— EXERCISE BRIEF —
Reproduce everything from the line containing "Query: aircraft antenna" down through the end of the material, keeping every line, requests included. Multiply each point coordinate in the answers by 2.35 and round to whole numbers, with halves rounded up.

[Pointing and labeling entries]
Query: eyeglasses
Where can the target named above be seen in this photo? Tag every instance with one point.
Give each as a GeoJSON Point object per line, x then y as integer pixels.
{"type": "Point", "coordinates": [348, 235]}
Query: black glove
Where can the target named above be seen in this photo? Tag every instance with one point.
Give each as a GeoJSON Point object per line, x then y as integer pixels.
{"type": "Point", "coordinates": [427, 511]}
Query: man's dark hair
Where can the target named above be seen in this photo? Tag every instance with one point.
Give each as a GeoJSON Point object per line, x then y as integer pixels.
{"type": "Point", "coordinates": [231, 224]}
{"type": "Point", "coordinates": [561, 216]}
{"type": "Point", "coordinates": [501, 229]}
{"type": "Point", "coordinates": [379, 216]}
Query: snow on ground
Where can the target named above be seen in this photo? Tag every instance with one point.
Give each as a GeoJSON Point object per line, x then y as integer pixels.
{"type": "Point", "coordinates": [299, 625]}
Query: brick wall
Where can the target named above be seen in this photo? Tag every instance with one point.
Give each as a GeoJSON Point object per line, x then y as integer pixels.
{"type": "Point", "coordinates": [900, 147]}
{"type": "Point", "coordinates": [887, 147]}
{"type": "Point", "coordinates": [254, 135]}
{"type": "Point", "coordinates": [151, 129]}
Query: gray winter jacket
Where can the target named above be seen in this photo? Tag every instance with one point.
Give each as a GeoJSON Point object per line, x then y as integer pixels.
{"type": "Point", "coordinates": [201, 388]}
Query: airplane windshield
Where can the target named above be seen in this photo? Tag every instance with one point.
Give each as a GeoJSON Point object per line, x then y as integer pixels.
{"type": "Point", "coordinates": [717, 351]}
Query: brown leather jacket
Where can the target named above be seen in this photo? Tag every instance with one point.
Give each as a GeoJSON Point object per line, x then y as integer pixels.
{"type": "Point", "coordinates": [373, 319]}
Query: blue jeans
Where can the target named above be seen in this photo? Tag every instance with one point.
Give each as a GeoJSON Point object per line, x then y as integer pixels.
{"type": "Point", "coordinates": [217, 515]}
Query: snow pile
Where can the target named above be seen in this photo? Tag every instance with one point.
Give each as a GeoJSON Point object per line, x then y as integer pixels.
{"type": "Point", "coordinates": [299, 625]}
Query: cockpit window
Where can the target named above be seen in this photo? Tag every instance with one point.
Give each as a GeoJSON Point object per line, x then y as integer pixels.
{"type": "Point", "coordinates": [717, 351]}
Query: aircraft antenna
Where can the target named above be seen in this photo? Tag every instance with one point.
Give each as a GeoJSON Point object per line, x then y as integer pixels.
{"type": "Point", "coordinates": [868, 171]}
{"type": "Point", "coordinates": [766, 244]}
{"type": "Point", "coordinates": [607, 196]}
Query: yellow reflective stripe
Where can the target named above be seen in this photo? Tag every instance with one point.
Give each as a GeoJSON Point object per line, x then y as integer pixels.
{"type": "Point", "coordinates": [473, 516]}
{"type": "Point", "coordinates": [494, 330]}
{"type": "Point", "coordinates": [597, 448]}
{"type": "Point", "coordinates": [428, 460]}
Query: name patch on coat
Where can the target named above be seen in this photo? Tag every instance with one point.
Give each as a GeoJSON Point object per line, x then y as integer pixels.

— EXPECTED ANSWER —
Query: aircraft antenna
Where can the target named above be seen in this photo? Tag every instance with one point.
Give each as a GeoJSON Point object per line, x then y as integer pixels.
{"type": "Point", "coordinates": [2040, 402]}
{"type": "Point", "coordinates": [1800, 573]}
{"type": "Point", "coordinates": [1426, 461]}
Query: yellow reflective stripe
Where can the target named above be seen in this photo? Tag every instance with one point.
Give each as a GeoJSON Point object per line, x then y as integer pixels.
{"type": "Point", "coordinates": [1112, 1213]}
{"type": "Point", "coordinates": [1161, 776]}
{"type": "Point", "coordinates": [1403, 1053]}
{"type": "Point", "coordinates": [1006, 1081]}
Query: name patch on coat
Where can the target named above be seen in this photo? Tag every instance with one point.
Give each as a GeoJSON Point object per line, x then y as integer pixels.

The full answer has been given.